* BEGIN Extracted material *

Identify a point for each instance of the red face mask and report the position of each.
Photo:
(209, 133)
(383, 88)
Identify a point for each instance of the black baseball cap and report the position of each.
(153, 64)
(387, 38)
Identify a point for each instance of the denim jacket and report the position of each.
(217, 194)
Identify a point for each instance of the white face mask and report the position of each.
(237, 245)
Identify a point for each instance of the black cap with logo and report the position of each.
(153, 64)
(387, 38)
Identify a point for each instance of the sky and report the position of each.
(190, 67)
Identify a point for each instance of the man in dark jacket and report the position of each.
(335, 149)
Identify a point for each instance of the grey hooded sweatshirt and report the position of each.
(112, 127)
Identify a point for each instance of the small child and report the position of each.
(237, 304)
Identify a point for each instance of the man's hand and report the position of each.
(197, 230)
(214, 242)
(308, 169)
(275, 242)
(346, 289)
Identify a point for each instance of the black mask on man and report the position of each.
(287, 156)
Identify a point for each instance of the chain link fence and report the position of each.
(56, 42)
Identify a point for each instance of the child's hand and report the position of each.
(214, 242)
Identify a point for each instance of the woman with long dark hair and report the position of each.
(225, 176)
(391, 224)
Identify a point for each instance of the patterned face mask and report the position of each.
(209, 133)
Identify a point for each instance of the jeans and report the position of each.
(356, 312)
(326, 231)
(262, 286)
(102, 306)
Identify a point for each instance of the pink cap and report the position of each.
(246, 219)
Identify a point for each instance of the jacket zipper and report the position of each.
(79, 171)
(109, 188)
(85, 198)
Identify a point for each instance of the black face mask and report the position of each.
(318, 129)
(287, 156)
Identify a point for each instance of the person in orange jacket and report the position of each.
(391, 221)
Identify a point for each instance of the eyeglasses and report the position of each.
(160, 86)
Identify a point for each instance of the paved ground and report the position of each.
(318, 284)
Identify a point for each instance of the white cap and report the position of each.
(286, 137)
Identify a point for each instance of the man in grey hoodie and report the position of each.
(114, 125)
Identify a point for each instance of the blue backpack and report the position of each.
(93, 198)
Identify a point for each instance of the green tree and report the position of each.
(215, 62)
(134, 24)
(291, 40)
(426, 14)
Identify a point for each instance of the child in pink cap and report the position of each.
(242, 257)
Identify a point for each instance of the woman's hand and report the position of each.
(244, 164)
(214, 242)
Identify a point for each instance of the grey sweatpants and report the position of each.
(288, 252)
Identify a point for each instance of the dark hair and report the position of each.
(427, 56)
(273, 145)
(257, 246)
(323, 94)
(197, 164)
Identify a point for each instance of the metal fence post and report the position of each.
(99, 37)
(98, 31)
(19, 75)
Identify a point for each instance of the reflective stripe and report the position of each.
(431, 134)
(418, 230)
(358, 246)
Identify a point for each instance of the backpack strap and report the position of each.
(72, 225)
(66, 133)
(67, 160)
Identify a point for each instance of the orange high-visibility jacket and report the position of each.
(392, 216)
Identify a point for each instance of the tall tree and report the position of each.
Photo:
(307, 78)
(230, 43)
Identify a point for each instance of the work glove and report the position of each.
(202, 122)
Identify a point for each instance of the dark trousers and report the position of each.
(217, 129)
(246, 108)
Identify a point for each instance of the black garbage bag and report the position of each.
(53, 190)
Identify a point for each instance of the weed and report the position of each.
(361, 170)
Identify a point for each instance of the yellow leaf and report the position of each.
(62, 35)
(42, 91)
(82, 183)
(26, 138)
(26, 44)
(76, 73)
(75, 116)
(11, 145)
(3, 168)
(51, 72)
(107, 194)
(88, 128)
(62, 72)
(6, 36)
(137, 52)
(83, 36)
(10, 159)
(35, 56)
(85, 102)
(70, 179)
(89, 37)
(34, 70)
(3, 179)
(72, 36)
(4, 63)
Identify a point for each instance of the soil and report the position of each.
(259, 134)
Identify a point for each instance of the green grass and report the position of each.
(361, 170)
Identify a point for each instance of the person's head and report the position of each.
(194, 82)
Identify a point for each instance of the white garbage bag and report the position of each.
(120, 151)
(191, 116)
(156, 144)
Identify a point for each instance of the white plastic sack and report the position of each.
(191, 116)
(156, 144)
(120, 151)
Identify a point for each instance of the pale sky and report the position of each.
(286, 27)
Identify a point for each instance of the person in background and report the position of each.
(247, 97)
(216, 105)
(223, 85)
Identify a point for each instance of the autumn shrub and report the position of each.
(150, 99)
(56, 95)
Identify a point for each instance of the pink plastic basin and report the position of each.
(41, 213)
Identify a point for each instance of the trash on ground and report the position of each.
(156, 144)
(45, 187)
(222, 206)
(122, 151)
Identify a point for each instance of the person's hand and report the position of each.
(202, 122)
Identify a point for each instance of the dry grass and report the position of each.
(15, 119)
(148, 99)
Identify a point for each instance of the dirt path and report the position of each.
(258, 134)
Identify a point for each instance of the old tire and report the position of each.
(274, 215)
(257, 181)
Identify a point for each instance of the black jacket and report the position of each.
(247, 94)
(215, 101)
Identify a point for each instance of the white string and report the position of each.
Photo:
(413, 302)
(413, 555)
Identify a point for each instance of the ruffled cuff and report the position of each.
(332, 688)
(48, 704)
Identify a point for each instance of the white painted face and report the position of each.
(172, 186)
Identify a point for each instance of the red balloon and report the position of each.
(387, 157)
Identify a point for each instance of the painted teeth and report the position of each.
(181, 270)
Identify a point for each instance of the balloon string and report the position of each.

* END Extracted material *

Exercise directions: Make an exact copy of the records.

Output for this exercise:
Identify a point for each instance of the red face mask and report the position of each.
Photo:
(209, 133)
(383, 88)
Identify a point for each instance of the black baseball cap and report the position of each.
(153, 64)
(387, 38)
Identify a point for each instance of the denim jacket and report the position of each.
(217, 194)
Identify a point for each instance of the white face mask and report the position of each.
(237, 245)
Identify a point for each instance of the black cap with logo and report the position of each.
(153, 64)
(387, 38)
Identify a point for each instance of the sky and report the position of each.
(190, 67)
Identify a point for each instance of the man in dark jacket and report the position of each.
(335, 149)
Identify a point for each instance of the grey hooded sweatshirt and report the position of each.
(112, 127)
Identify a point for each instance of the small child and report the position of each.
(237, 304)
Identify a point for each instance of the man's hand and report the position of each.
(197, 230)
(214, 242)
(308, 169)
(275, 242)
(346, 289)
Identify a point for each instance of the black mask on man and report the position of each.
(287, 156)
Identify a point for each instance of the chain link fence and report the position of each.
(56, 42)
Identify a point for each instance of the child's hand and report the position of each.
(214, 242)
Identify a point for each instance of the woman with long dark hair and report the position of each.
(225, 176)
(391, 224)
Identify a point for each instance of the patterned face mask and report the position of each.
(209, 133)
Identify a point for each instance of the jeans and report the position of each.
(356, 312)
(326, 231)
(262, 286)
(102, 306)
Identify a point for each instance of the pink cap and report the position of each.
(246, 219)
Identify a point for each instance of the jacket zipper and report the position of each.
(79, 171)
(109, 188)
(85, 198)
Identify a point for each instance of the black face mask and report the position of each.
(318, 129)
(287, 156)
Identify a point for each instance of the person in orange jacket and report the position of each.
(391, 221)
Identify a point for each instance of the eyeglasses and report the position of each.
(160, 86)
Identify a point for each instance of the paved ground and report the position of each.
(318, 284)
Identify a point for each instance of the white cap and report the position of each.
(286, 137)
Identify a point for each instance of the man in grey hoodie and report the position of each.
(114, 125)
Identify a point for each instance of the blue backpack and report the position of each.
(93, 198)
Identify a point for each instance of the green tree and report the position of each.
(215, 62)
(134, 24)
(291, 40)
(426, 14)
Identify a point for each instance of the child in pink cap and report the position of each.
(242, 257)
Identify a point for each instance of the woman's hand and report the position of each.
(244, 164)
(214, 242)
Identify a point for each instance of the grey sweatpants and report the position of each.
(288, 252)
Identify a point for each instance of the dark hair and report the position of each.
(427, 56)
(273, 145)
(257, 246)
(323, 94)
(197, 164)
Identify a point for each instance of the metal fence post and report the position of each.
(99, 37)
(98, 31)
(19, 75)
Identify a point for each instance of the reflective stripe and report the position of each.
(431, 134)
(418, 230)
(358, 246)
Identify a point for each instance of the backpack strap and report the position of each.
(72, 225)
(66, 133)
(67, 160)
Identify a point for each instance of the orange high-visibility jacket and report the position of each.
(392, 216)
Identify a point for each instance of the tall tree and report the position of each.
Photo:
(307, 78)
(230, 43)
Identify a point for each instance of the work glove and report the position of each.
(202, 122)
Identify a point for each instance of the dark trousers and report the position of each.
(217, 129)
(246, 108)
Identify a point for each instance of the black garbage bag and report the position of each.
(53, 190)
Identify a point for each instance of the weed and report the position of each.
(361, 170)
Identify a point for each instance of the yellow leaf and report the position of each.
(62, 35)
(42, 91)
(82, 183)
(26, 138)
(26, 44)
(76, 73)
(75, 116)
(11, 145)
(3, 168)
(51, 72)
(107, 194)
(88, 128)
(62, 72)
(6, 36)
(137, 52)
(83, 36)
(10, 159)
(35, 56)
(85, 102)
(70, 179)
(89, 37)
(34, 70)
(3, 179)
(72, 36)
(4, 63)
Identify a point for each instance of the soil and report the position of each.
(259, 134)
Identify a point for each instance of the green grass and report the position of each.
(361, 170)
Identify a point for each instance of the person's head and report the position of each.
(194, 82)
Identify a point for each instance of the white garbage bag and report the position of each.
(120, 151)
(191, 116)
(156, 144)
Identify a point for each instance of the white plastic sack and report the position of each.
(191, 116)
(156, 144)
(120, 151)
Identify a point for each instance of the pale sky and report the position of each.
(286, 27)
Identify a point for each instance of the person in background and report the position of each.
(247, 97)
(216, 105)
(223, 85)
Identify a point for each instance of the autumn shrub and report the position of each.
(150, 99)
(56, 95)
Identify a point for each instance of the pink plastic basin and report the position of each.
(41, 213)
Identify a point for each instance of the trash on ground and report the position of each.
(156, 144)
(45, 187)
(222, 206)
(122, 151)
Identify a point for each instance of the person's hand and report the position of each.
(202, 122)
Identify a point for each instance of the dry grass and report the position of each.
(15, 119)
(148, 99)
Identify a point for each instance of the dirt path and report the position of each.
(258, 134)
Identify a point for each instance of the old tire and report the position of each.
(274, 215)
(257, 181)
Identify a point for each instance of the black jacket and report the position of each.
(247, 94)
(215, 101)
Identify a point for each instance of the white string and report the position of each.
Photo:
(413, 302)
(413, 555)
Identify a point for each instance of the ruffled cuff and report the position of each.
(332, 688)
(48, 704)
Identify a point for each instance of the white painted face and report the position of each.
(172, 186)
Identify a point for each instance of the red balloon and report the position of each.
(387, 157)
Identify a point for each instance of the painted teeth and report the position of each.
(181, 270)
Identify a point for each instance of the balloon string and report the position of each.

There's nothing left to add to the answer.